Calculate just the cost distance allocation for a cost surface.

See cost_distance_analysis for a full description.

Parameters
  • costs (Raster or raster path) – A raster representing a cost surface. Values less than 0 are treated as null values.

  • sources (Raster or raster path, or sequence) – A raster or sequence of indices. If a raster, pixels that are not null are used as source locations. The raster must have a null value set. The values at valid locations are used as the corresponding values in the allocation output. If a sequence, must have shape (M, 2) where M is the number of source pixels. Each item represents an index into costs to be used as a source. The element number, starting at 0, is used as the corresponding allocation value.

  • elevation (Raster or raster path, optional) – A raster containing elevation values on the same grid as costs. If provided, the elevation values are used when calculating the travel distance between pixels. This makes the algorithm 3D aware.

Returns

allocation – The allocation result. This is the same shape as the costs input Raster.

Return type

Raster

See also

cost_distance_analysis

Full cost distance solution

raster_tools.distance.cda_cost_distance(costs, sources, elevation=None)[source]#

Calculate just the cost distance for a cost surface

See cost_distance_analysis for a full description.

__Given information__:
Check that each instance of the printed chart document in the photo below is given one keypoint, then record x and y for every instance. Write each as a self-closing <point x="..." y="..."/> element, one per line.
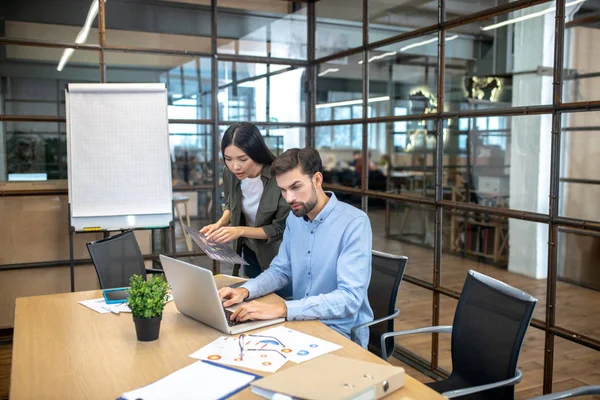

__Tasks and exercises__:
A. In the cost distance documentation, how are values less than 0 in the costs raster treated?
B. Continue the cost distance documentation from its last line.

__Responses for each task__:
A. They are treated as null values.

B.
Parameters
  • costs (Raster or raster path) – A raster representing a cost surface. Values less than 0 are treated as null values.

  • sources (Raster or raster path, or sequence) – A raster or sequence of indices. If a raster, pixels that are not null are used as source locations. The raster must have a null value set. The values at valid locations are used as the corresponding values in the allocation output. If a sequence, must have shape (M, 2) where M is the number of source pixels. Each item represents an index into costs to be used as a source. The element number, starting at 0, is used as the corresponding allocation value.

  • elevation (Raster or raster path, optional) – A raster containing elevation values on the same grid as costs. If provided, the elevation values are used when calculating the travel distance between pixels. This makes the algorithm 3D aware.

Returns

cost_distance – The accumulated cost distance solution. This is the same shape as the costs input Raster.

Return type

Raster

See also

cost_distance_analysis

Full cost distance solution

raster_tools.distance.cda_traceback(costs, sources, elevation=None)[source]#

Calculate just the cost distance traceback for a cost surface.

See cost_distance_analysis for a full description.

Parameters
  • costs (Raster or raster path) – A raster representing a cost surface. Values less than 0 are treated as null values.

  • sources (Raster or raster path, or sequence) – A raster or sequence of indices. If a raster, pixels that are not null are used as source locations. The raster must have a null value set. The values at valid locations are used as the corresponding values in the allocation output. If a sequence, must have shape (M, 2) where M is the number of source pixels. Each item represents an index into costs to be used as a source. The element number, starting at 0, is used as the corresponding allocation value.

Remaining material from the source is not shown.